(Point annotation dataset records)
————

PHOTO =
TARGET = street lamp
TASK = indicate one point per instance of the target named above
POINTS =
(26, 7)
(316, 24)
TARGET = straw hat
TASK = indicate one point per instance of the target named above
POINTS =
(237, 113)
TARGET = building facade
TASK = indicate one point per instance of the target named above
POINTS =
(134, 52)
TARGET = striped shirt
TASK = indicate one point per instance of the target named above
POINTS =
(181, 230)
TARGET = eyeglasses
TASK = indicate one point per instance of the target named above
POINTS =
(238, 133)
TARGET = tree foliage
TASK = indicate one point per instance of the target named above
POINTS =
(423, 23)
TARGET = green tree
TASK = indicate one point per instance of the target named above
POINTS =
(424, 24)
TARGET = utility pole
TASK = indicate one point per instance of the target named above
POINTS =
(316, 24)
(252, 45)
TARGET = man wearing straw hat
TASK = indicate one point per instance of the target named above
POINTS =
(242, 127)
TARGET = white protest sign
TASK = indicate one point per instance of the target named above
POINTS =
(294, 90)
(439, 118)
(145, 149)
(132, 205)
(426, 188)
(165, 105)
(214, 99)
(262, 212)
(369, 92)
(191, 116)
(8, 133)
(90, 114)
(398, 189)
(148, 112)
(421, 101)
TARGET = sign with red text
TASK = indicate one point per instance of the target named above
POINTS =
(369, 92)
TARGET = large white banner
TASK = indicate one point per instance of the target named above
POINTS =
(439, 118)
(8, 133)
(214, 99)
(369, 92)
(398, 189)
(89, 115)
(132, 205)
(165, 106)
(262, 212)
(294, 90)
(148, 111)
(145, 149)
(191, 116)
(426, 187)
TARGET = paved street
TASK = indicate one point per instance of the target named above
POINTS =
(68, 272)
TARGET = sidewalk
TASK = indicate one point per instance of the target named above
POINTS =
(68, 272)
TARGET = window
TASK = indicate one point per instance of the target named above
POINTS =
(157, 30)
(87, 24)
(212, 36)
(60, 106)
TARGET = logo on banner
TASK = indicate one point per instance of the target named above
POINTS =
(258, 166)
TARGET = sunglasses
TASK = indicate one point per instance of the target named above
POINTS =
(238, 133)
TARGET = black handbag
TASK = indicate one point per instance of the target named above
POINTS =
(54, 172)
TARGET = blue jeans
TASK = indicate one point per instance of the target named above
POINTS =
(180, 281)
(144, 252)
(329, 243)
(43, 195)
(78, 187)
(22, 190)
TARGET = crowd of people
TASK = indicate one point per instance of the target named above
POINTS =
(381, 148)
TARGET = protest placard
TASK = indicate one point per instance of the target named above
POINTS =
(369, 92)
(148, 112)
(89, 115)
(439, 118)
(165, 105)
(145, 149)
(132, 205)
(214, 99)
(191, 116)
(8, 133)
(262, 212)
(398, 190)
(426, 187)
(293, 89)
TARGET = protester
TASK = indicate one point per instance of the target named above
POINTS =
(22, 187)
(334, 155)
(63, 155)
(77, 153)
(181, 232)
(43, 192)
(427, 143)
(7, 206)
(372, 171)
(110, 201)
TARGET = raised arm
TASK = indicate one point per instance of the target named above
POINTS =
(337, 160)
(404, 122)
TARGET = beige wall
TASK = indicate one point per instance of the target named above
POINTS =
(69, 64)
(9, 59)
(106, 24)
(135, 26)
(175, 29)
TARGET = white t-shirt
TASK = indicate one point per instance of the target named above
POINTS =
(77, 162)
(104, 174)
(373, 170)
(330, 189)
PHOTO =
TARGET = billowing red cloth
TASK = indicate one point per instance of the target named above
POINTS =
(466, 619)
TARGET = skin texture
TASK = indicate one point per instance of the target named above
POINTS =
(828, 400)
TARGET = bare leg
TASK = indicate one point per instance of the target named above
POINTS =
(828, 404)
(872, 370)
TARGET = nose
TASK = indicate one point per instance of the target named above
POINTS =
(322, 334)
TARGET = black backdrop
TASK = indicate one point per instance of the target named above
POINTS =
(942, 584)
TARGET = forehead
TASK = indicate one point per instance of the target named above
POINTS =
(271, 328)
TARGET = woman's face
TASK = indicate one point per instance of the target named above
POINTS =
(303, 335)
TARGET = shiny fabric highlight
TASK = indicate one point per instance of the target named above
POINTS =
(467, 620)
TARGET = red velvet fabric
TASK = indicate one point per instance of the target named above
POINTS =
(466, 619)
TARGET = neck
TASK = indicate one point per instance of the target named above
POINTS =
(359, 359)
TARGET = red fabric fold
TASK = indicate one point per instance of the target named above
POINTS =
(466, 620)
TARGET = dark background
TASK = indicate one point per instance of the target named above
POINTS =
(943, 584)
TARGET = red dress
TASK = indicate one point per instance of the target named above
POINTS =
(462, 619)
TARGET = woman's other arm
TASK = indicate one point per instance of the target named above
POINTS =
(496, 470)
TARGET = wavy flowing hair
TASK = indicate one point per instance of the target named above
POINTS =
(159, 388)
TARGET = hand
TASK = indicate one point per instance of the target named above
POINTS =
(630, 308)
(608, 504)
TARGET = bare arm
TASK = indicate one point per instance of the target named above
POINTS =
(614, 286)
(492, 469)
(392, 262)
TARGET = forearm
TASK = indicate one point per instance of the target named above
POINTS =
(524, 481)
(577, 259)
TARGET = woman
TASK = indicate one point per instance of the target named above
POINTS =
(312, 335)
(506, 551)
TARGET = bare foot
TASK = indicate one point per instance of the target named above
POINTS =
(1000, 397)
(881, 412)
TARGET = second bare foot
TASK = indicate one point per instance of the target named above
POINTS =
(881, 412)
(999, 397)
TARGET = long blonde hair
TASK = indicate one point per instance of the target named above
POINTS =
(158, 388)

————

Objective =>
Find the line that contains "TARGET = red velvet fabric". Repeat it and every line after it, exactly as written, up to and including the last line of the records above.

Reply to the task =>
TARGET = red velvet fabric
TASK = indicate one point per instance of the target named above
POINTS =
(466, 619)
TARGET = neck
TASK = indicate one point per instance of the target named above
POINTS =
(359, 359)
TARGET = red fabric fold
TASK = indicate one point per instance of the target named above
POINTS =
(466, 620)
TARGET = dark background
TASK = indicate one point per instance of the target named above
POINTS =
(943, 584)
TARGET = red dress
TASK = indicate one point per instance of the target named above
POINTS =
(462, 619)
TARGET = woman's other arm
TASK = indicate one point per instance of the target named above
POINTS =
(496, 470)
TARGET = wavy flowing hair
TASK = indicate one point per instance of the target named above
POINTS =
(159, 388)
TARGET = hand
TASK = indicate one point per instance of the target named above
POINTS =
(630, 308)
(608, 504)
TARGET = bare arm
TASK = indicate one point per instance of the target named above
POINTS =
(614, 286)
(492, 469)
(392, 262)
TARGET = forearm
TASK = indicate one point per instance of the target named above
POINTS =
(524, 481)
(577, 259)
TARGET = woman
TASK = indicate one point per instance of the target named above
POINTS =
(312, 335)
(506, 551)
TARGET = bare foot
TASK = indicate one point per instance of the target named above
POINTS =
(1000, 397)
(881, 412)
TARGET = second bare foot
TASK = indicate one point per instance of the target named above
POINTS =
(881, 412)
(999, 397)
TARGET = long blonde hair
TASK = indicate one point per instance of the target named above
POINTS =
(158, 388)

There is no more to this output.